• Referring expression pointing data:
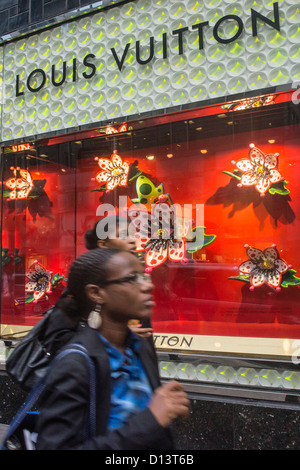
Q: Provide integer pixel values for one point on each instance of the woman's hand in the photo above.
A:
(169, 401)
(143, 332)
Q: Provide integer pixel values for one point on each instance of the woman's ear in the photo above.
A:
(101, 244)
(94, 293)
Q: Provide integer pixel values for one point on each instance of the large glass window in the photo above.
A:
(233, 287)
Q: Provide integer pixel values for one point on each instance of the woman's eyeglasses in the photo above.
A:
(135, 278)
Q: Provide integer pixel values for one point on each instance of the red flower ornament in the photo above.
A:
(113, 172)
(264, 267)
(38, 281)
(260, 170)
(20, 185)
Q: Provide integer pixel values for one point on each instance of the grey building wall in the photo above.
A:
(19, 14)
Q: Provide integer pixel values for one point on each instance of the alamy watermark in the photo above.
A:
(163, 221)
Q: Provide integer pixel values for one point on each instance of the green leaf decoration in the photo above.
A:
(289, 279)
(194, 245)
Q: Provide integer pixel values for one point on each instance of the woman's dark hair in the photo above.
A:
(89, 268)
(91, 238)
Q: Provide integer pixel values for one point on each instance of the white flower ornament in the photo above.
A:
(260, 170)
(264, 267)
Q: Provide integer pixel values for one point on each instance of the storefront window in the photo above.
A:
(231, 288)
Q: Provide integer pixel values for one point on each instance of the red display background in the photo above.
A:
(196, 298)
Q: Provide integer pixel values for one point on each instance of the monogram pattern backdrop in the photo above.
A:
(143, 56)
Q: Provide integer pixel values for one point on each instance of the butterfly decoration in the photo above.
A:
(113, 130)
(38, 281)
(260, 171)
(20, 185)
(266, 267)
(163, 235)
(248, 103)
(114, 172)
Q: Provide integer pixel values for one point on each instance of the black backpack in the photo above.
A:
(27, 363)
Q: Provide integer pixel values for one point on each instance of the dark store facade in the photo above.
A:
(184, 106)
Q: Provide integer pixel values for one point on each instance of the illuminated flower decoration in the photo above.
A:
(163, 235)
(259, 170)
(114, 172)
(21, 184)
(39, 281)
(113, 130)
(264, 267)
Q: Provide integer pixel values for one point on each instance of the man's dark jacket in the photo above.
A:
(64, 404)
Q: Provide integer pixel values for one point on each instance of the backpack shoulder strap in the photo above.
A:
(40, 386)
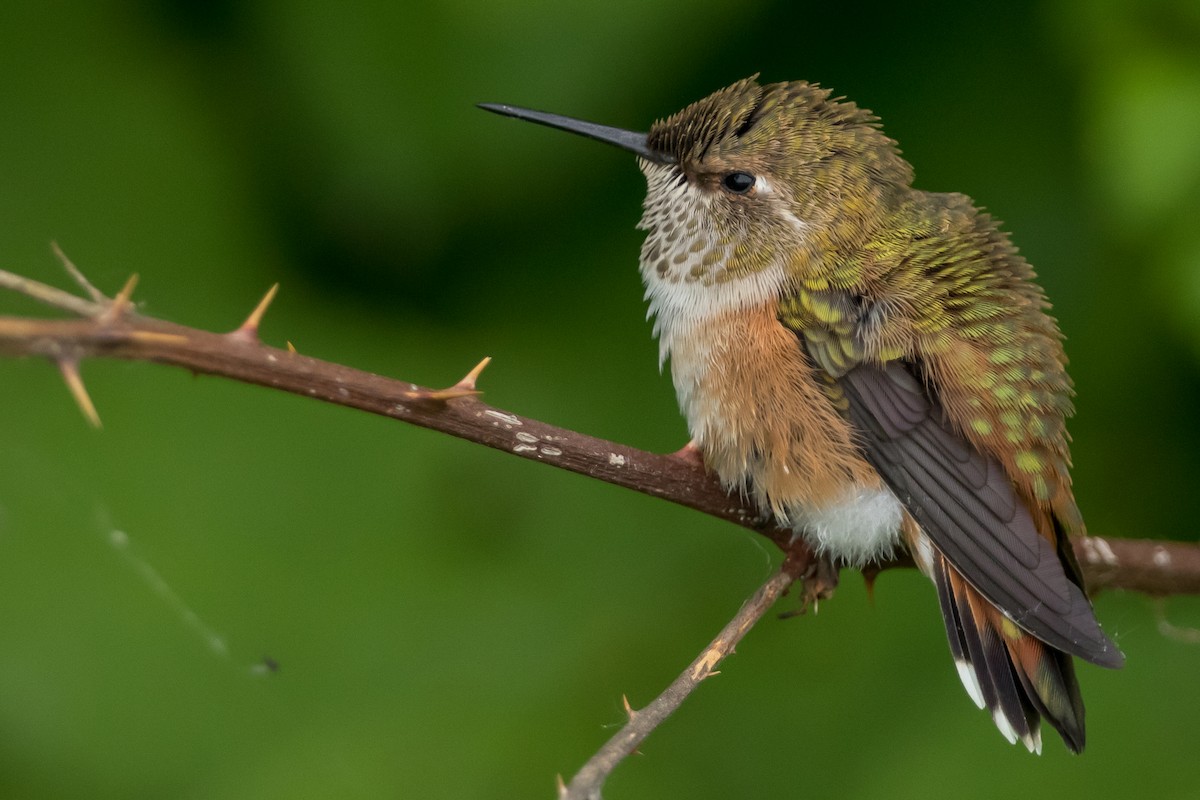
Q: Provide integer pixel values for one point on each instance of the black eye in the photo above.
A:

...

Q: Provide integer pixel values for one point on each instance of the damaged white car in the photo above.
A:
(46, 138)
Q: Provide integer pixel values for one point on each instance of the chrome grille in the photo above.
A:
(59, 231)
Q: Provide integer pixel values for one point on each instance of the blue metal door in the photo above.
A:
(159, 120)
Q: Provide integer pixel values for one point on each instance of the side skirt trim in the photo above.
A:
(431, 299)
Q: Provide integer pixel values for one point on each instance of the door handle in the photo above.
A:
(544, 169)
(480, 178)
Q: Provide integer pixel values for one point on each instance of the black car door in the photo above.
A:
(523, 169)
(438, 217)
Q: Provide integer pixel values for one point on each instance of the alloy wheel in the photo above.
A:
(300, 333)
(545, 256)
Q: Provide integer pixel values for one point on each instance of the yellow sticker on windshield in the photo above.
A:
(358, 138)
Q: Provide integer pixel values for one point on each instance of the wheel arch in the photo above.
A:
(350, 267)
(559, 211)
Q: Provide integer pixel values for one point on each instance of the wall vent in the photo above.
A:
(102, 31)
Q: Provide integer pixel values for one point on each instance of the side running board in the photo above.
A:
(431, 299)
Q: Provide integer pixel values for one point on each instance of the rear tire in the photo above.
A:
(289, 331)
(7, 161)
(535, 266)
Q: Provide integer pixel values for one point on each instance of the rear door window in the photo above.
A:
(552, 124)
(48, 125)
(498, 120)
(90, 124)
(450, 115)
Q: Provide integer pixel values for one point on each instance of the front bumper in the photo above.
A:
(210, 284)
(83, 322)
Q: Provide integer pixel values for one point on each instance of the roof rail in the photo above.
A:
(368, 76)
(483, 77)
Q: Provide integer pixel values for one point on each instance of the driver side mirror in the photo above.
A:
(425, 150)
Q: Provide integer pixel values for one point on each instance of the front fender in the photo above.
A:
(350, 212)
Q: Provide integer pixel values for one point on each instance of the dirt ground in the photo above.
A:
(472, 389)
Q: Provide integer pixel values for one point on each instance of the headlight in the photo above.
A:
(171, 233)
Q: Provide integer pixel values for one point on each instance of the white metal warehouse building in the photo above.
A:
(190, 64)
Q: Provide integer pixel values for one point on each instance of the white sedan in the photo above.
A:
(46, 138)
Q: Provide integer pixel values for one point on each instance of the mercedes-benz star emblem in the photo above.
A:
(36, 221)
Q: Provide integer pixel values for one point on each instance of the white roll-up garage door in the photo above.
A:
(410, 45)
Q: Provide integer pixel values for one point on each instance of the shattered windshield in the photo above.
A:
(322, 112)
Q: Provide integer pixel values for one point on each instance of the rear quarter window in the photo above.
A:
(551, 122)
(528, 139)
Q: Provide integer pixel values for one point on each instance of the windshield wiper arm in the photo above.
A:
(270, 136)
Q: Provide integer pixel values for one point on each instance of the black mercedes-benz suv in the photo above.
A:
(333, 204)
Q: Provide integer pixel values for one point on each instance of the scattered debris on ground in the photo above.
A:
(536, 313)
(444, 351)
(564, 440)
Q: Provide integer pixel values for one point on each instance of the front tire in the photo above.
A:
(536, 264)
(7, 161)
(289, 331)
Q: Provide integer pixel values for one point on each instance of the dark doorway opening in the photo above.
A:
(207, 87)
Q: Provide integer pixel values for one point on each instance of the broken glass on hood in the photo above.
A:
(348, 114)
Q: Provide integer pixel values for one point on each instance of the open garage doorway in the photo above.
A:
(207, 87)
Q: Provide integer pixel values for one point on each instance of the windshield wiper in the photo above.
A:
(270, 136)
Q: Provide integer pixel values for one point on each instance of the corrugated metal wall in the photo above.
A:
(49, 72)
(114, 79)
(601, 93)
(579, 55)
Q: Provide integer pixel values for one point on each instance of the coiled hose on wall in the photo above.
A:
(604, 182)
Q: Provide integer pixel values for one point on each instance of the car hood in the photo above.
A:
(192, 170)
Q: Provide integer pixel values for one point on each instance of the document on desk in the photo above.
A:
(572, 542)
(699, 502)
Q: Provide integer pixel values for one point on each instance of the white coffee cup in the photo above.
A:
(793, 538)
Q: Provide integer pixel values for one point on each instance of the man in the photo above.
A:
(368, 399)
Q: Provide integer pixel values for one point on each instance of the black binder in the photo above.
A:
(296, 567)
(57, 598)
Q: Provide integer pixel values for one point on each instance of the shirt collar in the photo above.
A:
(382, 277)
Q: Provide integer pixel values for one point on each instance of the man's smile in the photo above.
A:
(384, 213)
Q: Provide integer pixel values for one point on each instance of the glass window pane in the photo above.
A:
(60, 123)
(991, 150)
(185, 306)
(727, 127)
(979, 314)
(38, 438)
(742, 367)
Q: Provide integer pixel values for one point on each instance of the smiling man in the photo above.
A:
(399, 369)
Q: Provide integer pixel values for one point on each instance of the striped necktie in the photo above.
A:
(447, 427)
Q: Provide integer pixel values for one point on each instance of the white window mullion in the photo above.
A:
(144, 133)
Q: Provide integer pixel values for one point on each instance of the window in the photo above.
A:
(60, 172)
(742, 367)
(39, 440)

• Problem statement:
From the data above, copy every line where "rear" appears.

• Worked solution:
Q: Provide integer pixel values for one point on each instance of the rear tire in the photo above.
Q: Provide integer pixel values for one point on each instance of the rear door window in the photo above.
Q: Provide integer pixel values for one point on each instance of the rear quarter window in the photo above.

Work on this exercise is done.